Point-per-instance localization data
--------------------------------

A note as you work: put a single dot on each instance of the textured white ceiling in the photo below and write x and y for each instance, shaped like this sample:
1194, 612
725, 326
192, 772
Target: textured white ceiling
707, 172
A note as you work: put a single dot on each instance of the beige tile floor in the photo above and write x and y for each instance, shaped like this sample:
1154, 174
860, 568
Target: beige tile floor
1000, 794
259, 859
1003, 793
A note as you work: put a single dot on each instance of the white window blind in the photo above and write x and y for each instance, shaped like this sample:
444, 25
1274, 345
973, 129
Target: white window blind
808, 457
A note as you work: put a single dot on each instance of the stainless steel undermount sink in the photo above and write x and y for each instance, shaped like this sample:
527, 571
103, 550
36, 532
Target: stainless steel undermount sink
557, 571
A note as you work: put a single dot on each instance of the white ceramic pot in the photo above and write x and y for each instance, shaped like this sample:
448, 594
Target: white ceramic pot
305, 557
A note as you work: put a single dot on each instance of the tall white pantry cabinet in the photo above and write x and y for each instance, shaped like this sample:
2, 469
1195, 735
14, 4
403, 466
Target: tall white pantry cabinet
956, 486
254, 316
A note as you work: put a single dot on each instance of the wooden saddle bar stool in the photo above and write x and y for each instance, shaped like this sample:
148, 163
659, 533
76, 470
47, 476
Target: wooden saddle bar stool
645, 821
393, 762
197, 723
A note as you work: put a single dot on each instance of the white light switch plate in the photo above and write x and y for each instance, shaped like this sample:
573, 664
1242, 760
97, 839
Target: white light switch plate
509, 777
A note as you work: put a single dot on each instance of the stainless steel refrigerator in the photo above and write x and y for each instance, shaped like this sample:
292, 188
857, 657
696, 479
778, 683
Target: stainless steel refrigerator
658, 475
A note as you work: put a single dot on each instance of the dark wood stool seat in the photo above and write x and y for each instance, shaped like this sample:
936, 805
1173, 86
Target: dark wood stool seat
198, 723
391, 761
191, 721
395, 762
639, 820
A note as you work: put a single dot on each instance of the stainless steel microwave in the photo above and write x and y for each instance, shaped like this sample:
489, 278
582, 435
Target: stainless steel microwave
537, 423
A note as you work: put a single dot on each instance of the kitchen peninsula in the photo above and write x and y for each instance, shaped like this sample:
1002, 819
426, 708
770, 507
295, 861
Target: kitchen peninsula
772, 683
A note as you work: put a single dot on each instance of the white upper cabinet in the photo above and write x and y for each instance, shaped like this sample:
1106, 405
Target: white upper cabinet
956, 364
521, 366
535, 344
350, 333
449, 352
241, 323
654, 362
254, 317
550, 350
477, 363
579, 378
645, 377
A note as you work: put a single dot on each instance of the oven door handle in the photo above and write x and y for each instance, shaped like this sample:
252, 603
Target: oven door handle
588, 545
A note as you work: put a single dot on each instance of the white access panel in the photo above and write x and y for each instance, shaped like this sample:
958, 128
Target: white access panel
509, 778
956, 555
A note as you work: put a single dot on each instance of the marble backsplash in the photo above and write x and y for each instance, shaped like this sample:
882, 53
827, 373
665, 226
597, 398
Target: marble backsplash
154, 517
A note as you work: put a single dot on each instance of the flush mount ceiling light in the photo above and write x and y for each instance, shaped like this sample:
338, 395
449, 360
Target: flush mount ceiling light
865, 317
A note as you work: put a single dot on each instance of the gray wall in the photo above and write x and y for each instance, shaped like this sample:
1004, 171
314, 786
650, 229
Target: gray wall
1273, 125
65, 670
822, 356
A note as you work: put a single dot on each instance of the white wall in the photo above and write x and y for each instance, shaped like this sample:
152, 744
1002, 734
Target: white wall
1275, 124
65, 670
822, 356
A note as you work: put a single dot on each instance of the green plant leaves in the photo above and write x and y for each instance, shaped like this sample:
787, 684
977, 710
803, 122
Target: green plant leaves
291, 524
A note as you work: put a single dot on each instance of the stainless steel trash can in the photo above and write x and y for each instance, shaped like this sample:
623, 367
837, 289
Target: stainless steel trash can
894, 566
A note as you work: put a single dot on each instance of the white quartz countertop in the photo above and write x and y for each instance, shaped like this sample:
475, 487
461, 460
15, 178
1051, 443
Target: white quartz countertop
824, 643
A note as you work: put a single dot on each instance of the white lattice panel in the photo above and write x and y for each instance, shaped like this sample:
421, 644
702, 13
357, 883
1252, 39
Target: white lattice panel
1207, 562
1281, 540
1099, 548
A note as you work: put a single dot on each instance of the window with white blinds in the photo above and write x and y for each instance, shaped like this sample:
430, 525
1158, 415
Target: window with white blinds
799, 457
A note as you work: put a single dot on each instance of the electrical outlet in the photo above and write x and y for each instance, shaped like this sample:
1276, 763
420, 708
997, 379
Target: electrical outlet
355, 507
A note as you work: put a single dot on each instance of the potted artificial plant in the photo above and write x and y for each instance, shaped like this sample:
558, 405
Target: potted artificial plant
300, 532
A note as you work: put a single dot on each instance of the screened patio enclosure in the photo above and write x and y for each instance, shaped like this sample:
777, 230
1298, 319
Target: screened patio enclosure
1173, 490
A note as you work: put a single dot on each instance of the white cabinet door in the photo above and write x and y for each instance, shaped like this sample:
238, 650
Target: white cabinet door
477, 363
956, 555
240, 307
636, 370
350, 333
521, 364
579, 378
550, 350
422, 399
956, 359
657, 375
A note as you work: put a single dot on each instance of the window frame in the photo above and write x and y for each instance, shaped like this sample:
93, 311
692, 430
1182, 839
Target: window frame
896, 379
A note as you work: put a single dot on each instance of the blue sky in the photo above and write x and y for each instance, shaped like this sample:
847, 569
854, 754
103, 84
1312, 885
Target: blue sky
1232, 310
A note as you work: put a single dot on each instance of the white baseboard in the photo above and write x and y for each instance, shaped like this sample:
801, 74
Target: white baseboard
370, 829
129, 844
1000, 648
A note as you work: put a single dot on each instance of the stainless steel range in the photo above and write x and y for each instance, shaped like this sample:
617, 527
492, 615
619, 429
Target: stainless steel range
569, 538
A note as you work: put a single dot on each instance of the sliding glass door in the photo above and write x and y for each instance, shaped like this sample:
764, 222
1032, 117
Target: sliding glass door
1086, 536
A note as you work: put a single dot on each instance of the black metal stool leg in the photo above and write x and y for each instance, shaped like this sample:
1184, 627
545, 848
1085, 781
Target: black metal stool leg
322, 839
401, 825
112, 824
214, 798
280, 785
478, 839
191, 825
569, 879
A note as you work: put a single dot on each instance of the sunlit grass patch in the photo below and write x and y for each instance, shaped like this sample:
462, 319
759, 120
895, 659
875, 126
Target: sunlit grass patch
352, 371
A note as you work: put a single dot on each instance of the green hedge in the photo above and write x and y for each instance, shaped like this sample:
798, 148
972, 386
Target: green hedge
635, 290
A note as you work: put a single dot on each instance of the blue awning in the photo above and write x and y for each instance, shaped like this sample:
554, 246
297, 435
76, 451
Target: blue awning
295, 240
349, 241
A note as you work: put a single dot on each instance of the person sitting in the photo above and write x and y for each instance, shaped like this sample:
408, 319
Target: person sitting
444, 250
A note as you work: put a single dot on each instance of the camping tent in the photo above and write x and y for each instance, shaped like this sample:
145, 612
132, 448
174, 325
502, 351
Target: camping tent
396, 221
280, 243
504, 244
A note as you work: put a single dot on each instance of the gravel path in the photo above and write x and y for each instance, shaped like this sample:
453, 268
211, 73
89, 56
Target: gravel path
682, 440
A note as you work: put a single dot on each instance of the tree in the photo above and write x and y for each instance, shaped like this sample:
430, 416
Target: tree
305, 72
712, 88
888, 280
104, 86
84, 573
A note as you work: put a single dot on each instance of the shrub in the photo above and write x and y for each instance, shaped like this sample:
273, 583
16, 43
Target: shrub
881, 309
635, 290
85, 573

--------------------------------

Using the entries above, give the number of lines that include "below", with no added words.

2